§ Exercise
In the DNS text below, why must a discussion of wild card domain names begin with the issue of existence? Answer in one to three sentences.

§ Reading text
Although the effort to define the DNS Security Extensions has prompted this
document, the clarifications herein relate to basic DNS only.  No DNS
Security Extensions considerations are mentioned in the document.

1.1 Document Limits

This document limits itself to reinforcing the concepts in RFC 1034.  In
the effort to do this, a few issues have been discussed that change
parts of what is in RFC 1034.  The discussions have been held within the
DNS Extensions Working Group.

Briefly, the issues raised include:
   - The lack of clarity in the definition of domain name existence
   - Implications of a wild card domain name owning any of the following
     resource record sets: DNAME [RFC 2672], CNAME, NS, and SOA
   - Whether RFC 1034 meant to allow special processing of CNAME RR's
     owned by wild card domain names

1.2 Existence

The notion that a domain name 'exists' will arise numerous times in this
discussion.  RFC 1034 raises the issue of existence in a number of places,
usually in reference to non-existence and often in reference to processing
involving wild card domain names.  RFC 1034 contains algorithms that
describe how domain names impact the preparation of an answer and does
define wild cards as a means of synthesizing answers.  Because of this
a discussion on wild card domain names has to start with the issue of
existence.

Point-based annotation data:
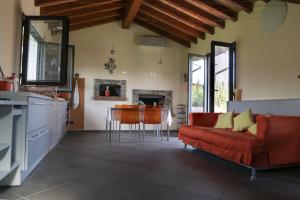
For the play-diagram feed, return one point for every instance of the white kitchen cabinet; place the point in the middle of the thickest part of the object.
(41, 125)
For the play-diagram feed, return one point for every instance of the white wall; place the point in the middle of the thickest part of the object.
(10, 32)
(267, 63)
(92, 50)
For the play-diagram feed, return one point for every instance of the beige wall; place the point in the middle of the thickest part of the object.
(10, 32)
(267, 63)
(92, 50)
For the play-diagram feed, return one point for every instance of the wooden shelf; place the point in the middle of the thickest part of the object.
(4, 146)
(112, 98)
(3, 174)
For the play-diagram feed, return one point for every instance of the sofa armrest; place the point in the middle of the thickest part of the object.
(262, 126)
(203, 119)
(281, 135)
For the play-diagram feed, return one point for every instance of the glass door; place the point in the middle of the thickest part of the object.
(222, 75)
(197, 83)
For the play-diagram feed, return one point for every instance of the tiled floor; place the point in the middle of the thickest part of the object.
(86, 167)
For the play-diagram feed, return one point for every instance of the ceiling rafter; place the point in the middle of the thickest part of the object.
(183, 21)
(90, 17)
(180, 17)
(237, 5)
(96, 22)
(131, 13)
(92, 10)
(163, 33)
(194, 12)
(217, 10)
(50, 2)
(168, 20)
(166, 27)
(60, 9)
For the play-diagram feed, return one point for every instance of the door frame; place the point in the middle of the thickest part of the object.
(232, 71)
(205, 97)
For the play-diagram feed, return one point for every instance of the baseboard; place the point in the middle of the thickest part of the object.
(172, 132)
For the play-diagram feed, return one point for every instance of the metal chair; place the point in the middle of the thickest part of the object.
(129, 114)
(152, 116)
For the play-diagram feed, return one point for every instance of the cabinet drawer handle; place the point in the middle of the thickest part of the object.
(42, 104)
(38, 135)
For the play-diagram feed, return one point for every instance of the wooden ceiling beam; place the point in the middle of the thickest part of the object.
(95, 22)
(194, 12)
(163, 9)
(168, 20)
(163, 33)
(63, 8)
(40, 3)
(237, 5)
(131, 13)
(92, 10)
(166, 27)
(215, 9)
(94, 16)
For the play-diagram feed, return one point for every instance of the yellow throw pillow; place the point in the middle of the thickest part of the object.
(243, 121)
(224, 120)
(253, 129)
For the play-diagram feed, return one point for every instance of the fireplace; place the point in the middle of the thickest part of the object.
(163, 98)
(151, 99)
(114, 90)
(117, 90)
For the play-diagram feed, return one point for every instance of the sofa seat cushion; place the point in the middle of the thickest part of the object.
(238, 147)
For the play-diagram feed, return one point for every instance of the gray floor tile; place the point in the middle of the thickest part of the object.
(180, 195)
(147, 175)
(86, 166)
(202, 187)
(64, 192)
(35, 183)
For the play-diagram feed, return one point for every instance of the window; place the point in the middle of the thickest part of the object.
(32, 59)
(197, 83)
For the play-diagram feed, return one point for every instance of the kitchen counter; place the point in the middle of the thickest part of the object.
(13, 103)
(31, 125)
(22, 96)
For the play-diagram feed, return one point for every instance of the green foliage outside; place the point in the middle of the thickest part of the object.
(198, 95)
(221, 97)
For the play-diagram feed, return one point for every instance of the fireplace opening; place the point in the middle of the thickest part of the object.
(150, 99)
(114, 90)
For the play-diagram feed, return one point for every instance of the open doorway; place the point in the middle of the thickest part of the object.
(197, 83)
(222, 75)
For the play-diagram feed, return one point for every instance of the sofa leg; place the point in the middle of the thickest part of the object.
(253, 174)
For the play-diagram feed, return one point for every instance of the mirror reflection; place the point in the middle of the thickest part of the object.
(44, 51)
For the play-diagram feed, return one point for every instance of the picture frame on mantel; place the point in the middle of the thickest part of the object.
(117, 90)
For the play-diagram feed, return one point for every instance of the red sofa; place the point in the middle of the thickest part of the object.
(276, 144)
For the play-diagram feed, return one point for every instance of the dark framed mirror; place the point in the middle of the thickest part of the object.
(70, 71)
(44, 50)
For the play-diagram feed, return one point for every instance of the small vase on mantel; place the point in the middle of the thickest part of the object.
(237, 94)
(107, 93)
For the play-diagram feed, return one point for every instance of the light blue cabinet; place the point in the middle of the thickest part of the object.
(41, 125)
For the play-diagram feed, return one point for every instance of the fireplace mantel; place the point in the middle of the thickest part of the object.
(120, 90)
(168, 96)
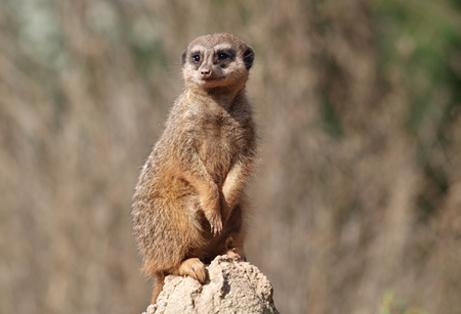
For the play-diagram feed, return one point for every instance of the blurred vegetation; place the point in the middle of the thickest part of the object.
(358, 192)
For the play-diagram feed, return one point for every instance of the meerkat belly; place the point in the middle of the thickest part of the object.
(219, 144)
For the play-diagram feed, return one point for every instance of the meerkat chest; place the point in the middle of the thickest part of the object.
(221, 137)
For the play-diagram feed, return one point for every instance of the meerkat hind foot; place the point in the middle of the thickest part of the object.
(194, 268)
(236, 254)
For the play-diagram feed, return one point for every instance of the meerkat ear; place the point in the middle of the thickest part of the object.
(248, 57)
(183, 57)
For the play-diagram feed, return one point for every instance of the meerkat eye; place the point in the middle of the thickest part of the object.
(196, 57)
(223, 56)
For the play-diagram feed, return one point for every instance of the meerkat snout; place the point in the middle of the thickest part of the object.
(213, 61)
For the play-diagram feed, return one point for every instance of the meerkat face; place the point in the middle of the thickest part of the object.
(217, 60)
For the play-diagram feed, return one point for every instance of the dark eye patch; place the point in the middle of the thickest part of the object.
(225, 54)
(195, 56)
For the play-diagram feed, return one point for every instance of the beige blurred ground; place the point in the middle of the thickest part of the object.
(353, 210)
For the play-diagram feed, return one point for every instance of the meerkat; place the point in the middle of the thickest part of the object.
(189, 201)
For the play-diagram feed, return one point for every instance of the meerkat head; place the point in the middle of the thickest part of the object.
(217, 60)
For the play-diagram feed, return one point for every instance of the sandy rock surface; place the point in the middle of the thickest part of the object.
(234, 287)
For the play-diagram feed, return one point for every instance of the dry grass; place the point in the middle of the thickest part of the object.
(337, 223)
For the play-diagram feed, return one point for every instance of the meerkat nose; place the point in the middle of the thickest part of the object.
(205, 72)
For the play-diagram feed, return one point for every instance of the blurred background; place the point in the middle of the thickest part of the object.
(357, 197)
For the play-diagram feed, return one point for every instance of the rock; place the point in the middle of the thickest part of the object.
(234, 287)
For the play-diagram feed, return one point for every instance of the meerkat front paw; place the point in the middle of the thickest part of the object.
(215, 219)
(194, 268)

§ Response below
RFC 1034 contains algorithms describing how domain names affect the preparation of an answer, and it defines wild cards as a means of synthesizing answers. For that reason, a discussion of wild card domain names has to start with the question of whether a domain name exists.